◆ 作業内容: 以下の行のうち、「the white sheep」を含む行から最後の行までを、両端の行も含めて一字一句違えずに書き写してください。

___ 提供資料 ___

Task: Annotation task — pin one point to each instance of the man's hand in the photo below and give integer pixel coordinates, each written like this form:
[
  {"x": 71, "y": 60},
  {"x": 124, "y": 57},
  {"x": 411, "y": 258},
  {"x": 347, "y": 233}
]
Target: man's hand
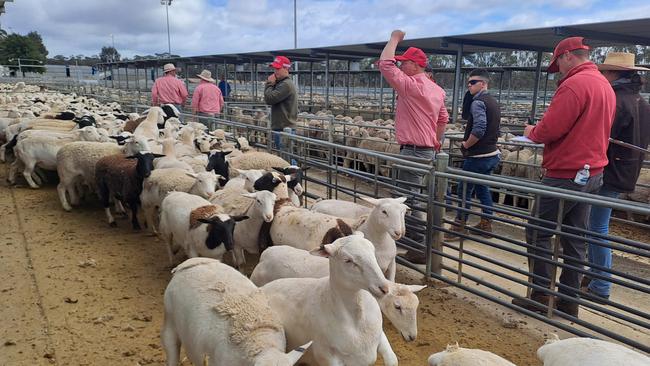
[
  {"x": 397, "y": 35},
  {"x": 528, "y": 130}
]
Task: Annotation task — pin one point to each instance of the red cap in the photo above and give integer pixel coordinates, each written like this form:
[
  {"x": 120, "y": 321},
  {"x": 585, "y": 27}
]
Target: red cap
[
  {"x": 413, "y": 54},
  {"x": 280, "y": 62},
  {"x": 565, "y": 45}
]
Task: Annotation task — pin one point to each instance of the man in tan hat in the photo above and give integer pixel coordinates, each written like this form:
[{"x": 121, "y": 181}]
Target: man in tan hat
[
  {"x": 631, "y": 126},
  {"x": 207, "y": 99},
  {"x": 575, "y": 133},
  {"x": 168, "y": 89}
]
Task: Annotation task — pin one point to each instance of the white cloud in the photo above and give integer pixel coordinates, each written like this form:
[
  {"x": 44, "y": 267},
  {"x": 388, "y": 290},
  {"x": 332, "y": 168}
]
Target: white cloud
[{"x": 224, "y": 26}]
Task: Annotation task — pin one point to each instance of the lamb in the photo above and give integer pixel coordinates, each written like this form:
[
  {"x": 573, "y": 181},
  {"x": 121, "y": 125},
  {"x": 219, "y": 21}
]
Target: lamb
[
  {"x": 228, "y": 320},
  {"x": 588, "y": 352},
  {"x": 149, "y": 127},
  {"x": 75, "y": 165},
  {"x": 122, "y": 177},
  {"x": 162, "y": 181},
  {"x": 305, "y": 229},
  {"x": 170, "y": 160},
  {"x": 257, "y": 160},
  {"x": 41, "y": 150},
  {"x": 314, "y": 308},
  {"x": 259, "y": 210},
  {"x": 458, "y": 356},
  {"x": 182, "y": 216},
  {"x": 382, "y": 226},
  {"x": 399, "y": 304},
  {"x": 341, "y": 208}
]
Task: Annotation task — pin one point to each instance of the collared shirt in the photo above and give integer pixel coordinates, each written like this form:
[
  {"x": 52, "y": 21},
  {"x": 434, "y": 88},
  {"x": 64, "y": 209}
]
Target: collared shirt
[
  {"x": 168, "y": 89},
  {"x": 420, "y": 107},
  {"x": 207, "y": 98}
]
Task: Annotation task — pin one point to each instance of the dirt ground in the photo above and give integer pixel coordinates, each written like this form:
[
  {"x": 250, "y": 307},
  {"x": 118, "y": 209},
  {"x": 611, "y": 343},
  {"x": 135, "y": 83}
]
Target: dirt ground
[{"x": 75, "y": 292}]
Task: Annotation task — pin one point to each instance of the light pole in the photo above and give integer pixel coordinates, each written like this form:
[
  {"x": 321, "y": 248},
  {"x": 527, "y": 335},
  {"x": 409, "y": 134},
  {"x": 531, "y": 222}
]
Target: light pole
[{"x": 167, "y": 3}]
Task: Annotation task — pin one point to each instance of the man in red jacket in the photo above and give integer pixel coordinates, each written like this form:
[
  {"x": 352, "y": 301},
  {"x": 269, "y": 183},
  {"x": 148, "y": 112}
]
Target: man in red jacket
[{"x": 575, "y": 133}]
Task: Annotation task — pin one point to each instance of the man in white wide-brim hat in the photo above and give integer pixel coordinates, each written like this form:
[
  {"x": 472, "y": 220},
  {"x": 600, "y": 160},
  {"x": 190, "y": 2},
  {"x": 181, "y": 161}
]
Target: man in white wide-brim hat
[
  {"x": 632, "y": 126},
  {"x": 168, "y": 89},
  {"x": 207, "y": 99}
]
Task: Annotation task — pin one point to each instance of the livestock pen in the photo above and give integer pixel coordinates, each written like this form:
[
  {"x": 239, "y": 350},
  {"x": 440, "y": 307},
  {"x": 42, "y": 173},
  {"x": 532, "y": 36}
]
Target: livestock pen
[{"x": 496, "y": 269}]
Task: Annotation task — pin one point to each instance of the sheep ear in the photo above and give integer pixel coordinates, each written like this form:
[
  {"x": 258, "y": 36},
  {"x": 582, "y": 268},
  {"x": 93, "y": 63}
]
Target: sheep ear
[
  {"x": 416, "y": 288},
  {"x": 295, "y": 354},
  {"x": 370, "y": 200},
  {"x": 239, "y": 218},
  {"x": 324, "y": 251}
]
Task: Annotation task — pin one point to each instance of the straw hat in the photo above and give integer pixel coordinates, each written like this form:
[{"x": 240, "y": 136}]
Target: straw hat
[
  {"x": 620, "y": 61},
  {"x": 206, "y": 75},
  {"x": 168, "y": 67}
]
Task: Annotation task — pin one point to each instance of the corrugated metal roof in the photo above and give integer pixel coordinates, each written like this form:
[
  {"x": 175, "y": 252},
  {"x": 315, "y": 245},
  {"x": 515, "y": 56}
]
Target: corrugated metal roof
[{"x": 624, "y": 32}]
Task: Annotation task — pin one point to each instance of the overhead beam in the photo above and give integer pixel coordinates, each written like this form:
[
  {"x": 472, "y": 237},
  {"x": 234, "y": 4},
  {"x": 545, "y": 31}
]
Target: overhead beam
[
  {"x": 602, "y": 36},
  {"x": 496, "y": 44},
  {"x": 436, "y": 51}
]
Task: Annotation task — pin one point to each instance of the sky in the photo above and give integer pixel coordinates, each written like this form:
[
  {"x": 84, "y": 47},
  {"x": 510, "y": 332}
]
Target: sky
[{"x": 200, "y": 27}]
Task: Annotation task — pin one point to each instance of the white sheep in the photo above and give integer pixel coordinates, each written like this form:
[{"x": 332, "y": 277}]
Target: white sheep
[
  {"x": 400, "y": 304},
  {"x": 214, "y": 311},
  {"x": 196, "y": 225},
  {"x": 458, "y": 356},
  {"x": 588, "y": 352},
  {"x": 258, "y": 206},
  {"x": 338, "y": 312},
  {"x": 41, "y": 150},
  {"x": 384, "y": 224},
  {"x": 162, "y": 181}
]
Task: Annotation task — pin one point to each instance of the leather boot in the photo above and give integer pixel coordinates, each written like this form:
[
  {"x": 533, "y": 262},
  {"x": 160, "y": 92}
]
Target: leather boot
[
  {"x": 568, "y": 307},
  {"x": 538, "y": 302},
  {"x": 485, "y": 225},
  {"x": 457, "y": 227}
]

___

◆ 解答:
Task: Annotation task — pin one point to each instance of the white sheep in the photo above and give integer pixel coordinates, each written like this form:
[{"x": 332, "y": 277}]
Target: white sheep
[
  {"x": 400, "y": 304},
  {"x": 214, "y": 311},
  {"x": 196, "y": 225},
  {"x": 458, "y": 356},
  {"x": 588, "y": 352},
  {"x": 258, "y": 206},
  {"x": 338, "y": 312},
  {"x": 41, "y": 150},
  {"x": 384, "y": 224},
  {"x": 162, "y": 181}
]
Task: Annotation task — pin one point to each instance of the leather boot in the photo above and give integer pixel coordinates, each written like this form:
[
  {"x": 533, "y": 262},
  {"x": 160, "y": 92}
]
Target: leather boot
[
  {"x": 568, "y": 307},
  {"x": 538, "y": 302},
  {"x": 485, "y": 225},
  {"x": 457, "y": 227}
]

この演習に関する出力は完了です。